## INSTRUCTIONS TO FOLLOW:
Reproduce exactly, with no other output, every line of the data below from the line containing "Exercise. Pick out the man in" to the end, inclusive.

Excerpts of location labeling data
####

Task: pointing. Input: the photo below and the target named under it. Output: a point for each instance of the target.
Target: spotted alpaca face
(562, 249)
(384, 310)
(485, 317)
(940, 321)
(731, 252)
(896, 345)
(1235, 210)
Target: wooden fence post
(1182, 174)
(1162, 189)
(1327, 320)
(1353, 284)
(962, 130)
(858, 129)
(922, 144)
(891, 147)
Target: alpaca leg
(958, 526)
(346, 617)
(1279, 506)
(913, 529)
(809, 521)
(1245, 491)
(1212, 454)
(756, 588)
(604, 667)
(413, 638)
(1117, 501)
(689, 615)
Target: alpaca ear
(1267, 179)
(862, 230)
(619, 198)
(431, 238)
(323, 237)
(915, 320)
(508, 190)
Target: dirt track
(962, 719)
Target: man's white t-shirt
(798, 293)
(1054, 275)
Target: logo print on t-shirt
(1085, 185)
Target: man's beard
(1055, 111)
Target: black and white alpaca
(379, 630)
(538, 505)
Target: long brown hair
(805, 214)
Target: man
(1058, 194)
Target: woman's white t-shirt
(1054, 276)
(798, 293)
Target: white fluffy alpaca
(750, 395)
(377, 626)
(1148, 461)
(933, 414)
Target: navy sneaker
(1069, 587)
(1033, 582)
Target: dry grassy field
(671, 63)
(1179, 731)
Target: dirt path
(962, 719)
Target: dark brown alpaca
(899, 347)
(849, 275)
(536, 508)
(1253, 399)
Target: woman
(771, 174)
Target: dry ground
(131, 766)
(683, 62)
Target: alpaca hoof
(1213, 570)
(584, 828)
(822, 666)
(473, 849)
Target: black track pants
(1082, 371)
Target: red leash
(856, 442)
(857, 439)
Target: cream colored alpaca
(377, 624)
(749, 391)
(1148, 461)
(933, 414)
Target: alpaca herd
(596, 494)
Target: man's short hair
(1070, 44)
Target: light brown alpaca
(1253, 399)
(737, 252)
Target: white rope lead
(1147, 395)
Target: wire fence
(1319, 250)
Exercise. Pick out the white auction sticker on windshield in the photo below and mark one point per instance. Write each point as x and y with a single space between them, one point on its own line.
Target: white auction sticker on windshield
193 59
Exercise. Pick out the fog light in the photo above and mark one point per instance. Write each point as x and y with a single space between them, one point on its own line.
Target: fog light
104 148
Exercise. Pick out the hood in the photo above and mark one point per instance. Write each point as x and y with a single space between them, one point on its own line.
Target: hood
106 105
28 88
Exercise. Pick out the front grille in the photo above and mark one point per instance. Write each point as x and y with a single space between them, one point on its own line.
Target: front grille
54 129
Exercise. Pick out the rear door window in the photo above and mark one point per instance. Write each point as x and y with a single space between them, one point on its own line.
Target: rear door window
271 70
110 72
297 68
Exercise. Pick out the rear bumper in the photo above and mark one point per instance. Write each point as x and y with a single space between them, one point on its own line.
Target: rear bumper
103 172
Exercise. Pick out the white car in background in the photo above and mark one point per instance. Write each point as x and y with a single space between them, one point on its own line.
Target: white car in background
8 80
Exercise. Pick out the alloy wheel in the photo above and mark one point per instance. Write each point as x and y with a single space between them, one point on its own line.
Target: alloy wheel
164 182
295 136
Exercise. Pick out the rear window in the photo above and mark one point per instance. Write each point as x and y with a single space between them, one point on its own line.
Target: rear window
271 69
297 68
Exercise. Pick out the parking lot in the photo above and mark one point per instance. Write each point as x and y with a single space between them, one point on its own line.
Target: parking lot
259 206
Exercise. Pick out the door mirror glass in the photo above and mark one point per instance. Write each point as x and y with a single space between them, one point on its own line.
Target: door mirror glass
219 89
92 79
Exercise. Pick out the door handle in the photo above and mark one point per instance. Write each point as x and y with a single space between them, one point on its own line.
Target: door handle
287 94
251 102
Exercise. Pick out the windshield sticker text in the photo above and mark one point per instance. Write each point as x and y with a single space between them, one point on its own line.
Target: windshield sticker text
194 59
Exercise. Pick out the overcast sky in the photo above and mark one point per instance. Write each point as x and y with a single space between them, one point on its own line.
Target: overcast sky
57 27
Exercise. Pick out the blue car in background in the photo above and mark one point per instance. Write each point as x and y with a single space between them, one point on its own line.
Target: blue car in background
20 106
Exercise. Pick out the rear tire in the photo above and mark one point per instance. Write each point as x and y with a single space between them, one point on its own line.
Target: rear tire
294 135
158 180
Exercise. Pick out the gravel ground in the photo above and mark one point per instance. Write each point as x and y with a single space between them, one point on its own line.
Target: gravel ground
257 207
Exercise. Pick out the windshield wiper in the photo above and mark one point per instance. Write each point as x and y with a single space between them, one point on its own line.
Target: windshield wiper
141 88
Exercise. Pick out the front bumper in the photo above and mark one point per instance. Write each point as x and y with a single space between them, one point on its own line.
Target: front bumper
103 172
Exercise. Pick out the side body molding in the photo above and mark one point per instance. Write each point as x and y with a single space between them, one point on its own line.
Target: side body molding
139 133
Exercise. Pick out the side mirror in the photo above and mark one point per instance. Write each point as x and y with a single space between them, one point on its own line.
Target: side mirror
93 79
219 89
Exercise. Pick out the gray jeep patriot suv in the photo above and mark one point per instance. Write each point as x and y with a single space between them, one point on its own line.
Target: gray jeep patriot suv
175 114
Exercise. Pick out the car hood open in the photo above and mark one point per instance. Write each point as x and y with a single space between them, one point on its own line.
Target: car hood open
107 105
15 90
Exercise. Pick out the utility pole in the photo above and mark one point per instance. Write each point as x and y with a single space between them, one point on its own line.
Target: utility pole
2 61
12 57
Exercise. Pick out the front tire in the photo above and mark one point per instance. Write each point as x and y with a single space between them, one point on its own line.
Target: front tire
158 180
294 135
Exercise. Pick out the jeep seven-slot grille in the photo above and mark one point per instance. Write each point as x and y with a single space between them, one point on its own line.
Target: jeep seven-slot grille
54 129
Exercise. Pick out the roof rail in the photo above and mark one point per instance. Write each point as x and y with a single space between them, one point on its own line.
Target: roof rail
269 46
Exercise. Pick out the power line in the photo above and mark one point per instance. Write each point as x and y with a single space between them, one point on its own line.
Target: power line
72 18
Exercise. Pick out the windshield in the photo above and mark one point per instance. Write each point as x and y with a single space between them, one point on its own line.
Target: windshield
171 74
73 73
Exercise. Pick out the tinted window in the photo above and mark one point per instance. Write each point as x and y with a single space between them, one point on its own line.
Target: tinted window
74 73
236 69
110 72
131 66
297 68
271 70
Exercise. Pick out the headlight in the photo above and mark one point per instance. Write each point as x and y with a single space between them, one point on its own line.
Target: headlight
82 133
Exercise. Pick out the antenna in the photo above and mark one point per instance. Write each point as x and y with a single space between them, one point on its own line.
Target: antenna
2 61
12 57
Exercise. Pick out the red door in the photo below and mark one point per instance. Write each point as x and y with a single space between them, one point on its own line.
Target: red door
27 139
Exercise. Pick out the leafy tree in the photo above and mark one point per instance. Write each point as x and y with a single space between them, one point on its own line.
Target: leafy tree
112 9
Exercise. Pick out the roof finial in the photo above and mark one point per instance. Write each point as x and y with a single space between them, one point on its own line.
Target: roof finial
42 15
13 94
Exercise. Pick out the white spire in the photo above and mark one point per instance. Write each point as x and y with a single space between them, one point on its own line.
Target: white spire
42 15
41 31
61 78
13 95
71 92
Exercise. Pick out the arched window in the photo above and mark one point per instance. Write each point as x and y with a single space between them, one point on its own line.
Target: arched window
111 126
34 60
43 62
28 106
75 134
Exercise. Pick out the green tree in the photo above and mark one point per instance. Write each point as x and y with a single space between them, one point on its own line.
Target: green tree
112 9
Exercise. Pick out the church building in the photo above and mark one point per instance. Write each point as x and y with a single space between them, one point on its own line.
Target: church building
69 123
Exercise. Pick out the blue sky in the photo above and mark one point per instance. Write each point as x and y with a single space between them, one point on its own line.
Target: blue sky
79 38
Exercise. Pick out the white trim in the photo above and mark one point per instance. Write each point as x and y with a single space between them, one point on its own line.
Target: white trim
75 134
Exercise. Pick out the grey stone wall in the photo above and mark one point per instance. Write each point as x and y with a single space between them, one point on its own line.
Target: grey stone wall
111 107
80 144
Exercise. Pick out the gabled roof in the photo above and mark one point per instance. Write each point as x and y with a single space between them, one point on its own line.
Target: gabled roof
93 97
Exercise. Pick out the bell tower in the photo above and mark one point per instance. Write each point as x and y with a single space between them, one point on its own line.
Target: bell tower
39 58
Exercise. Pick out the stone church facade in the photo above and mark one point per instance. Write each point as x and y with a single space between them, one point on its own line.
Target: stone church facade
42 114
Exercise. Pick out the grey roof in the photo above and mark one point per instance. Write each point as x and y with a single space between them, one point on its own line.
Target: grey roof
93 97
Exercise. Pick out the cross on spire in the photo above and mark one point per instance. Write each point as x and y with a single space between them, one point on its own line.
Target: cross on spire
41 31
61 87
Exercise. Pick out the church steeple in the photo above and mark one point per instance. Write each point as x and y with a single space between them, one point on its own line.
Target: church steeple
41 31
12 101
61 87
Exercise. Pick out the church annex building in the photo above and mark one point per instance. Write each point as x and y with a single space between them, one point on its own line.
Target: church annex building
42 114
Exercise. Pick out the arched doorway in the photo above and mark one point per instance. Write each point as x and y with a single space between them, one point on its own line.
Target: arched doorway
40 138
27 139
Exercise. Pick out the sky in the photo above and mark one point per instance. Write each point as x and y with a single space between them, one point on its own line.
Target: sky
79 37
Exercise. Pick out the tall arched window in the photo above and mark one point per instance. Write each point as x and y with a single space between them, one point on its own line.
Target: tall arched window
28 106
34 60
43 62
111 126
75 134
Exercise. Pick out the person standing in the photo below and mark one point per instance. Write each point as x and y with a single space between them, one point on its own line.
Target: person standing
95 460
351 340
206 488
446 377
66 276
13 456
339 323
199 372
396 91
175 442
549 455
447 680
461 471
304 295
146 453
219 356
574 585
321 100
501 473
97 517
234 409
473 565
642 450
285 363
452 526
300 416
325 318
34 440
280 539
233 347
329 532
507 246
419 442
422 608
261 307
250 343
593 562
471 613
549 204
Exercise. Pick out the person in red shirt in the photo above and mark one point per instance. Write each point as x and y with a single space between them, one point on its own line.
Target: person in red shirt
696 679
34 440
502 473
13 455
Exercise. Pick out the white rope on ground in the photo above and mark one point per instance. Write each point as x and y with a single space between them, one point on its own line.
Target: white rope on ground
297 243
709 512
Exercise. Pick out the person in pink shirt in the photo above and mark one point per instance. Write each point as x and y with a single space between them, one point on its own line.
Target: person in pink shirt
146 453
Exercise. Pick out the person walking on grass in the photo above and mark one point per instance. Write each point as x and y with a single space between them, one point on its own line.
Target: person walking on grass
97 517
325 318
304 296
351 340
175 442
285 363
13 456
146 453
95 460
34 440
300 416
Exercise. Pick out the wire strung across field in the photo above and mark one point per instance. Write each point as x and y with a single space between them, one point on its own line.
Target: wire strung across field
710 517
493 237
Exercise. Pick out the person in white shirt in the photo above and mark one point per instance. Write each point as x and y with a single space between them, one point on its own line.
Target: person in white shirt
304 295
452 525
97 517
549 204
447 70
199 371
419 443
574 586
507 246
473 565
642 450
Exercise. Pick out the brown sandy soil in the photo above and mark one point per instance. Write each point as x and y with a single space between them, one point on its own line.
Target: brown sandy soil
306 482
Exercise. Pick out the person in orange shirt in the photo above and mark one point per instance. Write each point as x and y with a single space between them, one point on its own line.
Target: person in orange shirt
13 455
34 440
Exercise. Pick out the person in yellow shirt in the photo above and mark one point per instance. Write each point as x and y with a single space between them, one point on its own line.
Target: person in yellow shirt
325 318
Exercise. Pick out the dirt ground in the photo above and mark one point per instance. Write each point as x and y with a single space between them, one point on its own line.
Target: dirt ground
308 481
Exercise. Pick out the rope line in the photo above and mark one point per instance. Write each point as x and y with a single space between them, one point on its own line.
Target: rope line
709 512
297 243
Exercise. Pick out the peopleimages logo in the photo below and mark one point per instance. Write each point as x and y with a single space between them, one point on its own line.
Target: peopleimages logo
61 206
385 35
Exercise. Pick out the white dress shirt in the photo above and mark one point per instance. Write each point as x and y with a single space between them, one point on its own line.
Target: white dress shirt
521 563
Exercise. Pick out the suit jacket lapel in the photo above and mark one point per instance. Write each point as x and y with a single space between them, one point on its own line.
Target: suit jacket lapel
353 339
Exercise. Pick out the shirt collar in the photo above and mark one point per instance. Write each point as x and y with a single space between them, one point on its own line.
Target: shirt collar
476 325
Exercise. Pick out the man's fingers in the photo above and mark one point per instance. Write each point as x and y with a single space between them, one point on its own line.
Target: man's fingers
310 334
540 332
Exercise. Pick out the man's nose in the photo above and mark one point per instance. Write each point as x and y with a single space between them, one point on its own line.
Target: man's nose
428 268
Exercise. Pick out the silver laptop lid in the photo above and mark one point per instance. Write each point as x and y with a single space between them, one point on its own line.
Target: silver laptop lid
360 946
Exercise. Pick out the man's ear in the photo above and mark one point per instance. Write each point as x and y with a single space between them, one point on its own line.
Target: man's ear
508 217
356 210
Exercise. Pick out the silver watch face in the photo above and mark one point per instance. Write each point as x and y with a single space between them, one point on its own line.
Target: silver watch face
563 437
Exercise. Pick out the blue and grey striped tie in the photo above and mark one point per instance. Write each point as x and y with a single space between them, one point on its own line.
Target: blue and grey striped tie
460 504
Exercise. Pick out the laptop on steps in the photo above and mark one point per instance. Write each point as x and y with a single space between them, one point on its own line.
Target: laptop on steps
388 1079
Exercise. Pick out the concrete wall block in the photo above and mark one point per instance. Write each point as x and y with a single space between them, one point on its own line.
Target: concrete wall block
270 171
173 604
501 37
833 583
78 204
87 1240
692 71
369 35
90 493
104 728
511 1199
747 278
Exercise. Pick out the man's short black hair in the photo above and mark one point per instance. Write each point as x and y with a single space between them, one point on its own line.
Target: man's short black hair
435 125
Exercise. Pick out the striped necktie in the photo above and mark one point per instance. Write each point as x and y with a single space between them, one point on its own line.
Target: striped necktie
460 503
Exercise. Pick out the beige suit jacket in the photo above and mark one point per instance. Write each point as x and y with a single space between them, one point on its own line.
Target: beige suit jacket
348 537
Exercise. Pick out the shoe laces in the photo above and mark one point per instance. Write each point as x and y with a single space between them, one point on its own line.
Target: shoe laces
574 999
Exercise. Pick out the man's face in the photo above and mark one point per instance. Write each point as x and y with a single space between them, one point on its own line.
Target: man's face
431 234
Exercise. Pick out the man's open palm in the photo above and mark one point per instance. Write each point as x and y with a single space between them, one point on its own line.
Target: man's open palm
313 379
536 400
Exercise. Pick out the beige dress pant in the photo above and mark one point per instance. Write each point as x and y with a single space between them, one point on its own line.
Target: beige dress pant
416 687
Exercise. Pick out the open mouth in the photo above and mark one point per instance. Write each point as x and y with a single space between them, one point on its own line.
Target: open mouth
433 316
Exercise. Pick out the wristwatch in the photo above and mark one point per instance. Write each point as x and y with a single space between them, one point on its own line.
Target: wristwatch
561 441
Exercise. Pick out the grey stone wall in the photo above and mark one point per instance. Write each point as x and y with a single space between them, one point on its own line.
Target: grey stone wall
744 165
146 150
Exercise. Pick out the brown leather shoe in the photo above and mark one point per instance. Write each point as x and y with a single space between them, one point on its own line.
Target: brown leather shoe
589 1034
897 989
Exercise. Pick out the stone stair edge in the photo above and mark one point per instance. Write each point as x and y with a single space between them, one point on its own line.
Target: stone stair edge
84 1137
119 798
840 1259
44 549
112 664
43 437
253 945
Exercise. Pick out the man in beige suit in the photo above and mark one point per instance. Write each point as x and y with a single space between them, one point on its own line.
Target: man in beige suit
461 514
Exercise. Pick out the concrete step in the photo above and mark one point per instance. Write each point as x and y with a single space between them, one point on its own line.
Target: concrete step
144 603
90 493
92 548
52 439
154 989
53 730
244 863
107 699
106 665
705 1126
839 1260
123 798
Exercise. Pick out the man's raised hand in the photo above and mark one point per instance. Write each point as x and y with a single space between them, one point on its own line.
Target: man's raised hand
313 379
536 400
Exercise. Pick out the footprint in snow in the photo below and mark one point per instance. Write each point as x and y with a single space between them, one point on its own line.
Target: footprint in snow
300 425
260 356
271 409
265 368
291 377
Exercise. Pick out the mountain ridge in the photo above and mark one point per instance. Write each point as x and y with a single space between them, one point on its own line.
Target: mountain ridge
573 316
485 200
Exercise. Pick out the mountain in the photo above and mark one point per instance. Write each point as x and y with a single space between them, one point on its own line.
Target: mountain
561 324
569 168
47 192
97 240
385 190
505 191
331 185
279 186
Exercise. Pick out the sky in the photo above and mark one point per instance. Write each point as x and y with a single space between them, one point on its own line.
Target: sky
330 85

####

## CORRECT RESPONSE:
Exercise. Pick out the man in beige suit in the photo above and mark one point per instance. Write each point as x and y with a single space between them, one point on its own line.
Target: man in beige suit
461 514
Exercise. Pick out the concrete step in the photo above and mark one point per instance. Write each point as x and y with a single space between them, one point on its own line.
Target: concrete step
144 603
90 493
92 548
52 439
154 989
53 730
244 863
107 699
106 665
705 1126
839 1260
123 798
Exercise. Pick out the man's raised hand in the photo above and mark one point per instance. Write each point as x and y with a single space between them, one point on its own line.
Target: man's raised hand
313 379
536 400
Exercise. Pick out the footprint in snow in the photo below and mark one point per instance. Write each point as x and y with a single space between them, one point on its own line.
Target: footprint in snow
300 425
260 356
271 409
265 368
291 377
Exercise. Pick out the mountain ridge in the photo above and mark one point per instance. Write each point as x and y with a single space between them, one point on its own line.
Target: mountain ridge
573 316
485 200
Exercise. Pick out the mountain in the photo above and mark one point per instance. Write each point as x and y with a single space between them, one point on its own line.
Target: mountain
561 324
569 168
47 192
97 240
385 190
505 191
331 185
279 186
Exercise. Pick out the sky in the photo above and mark one point per instance. Write each point as x and y with a single space between them, one point on its own line.
Target: sky
330 85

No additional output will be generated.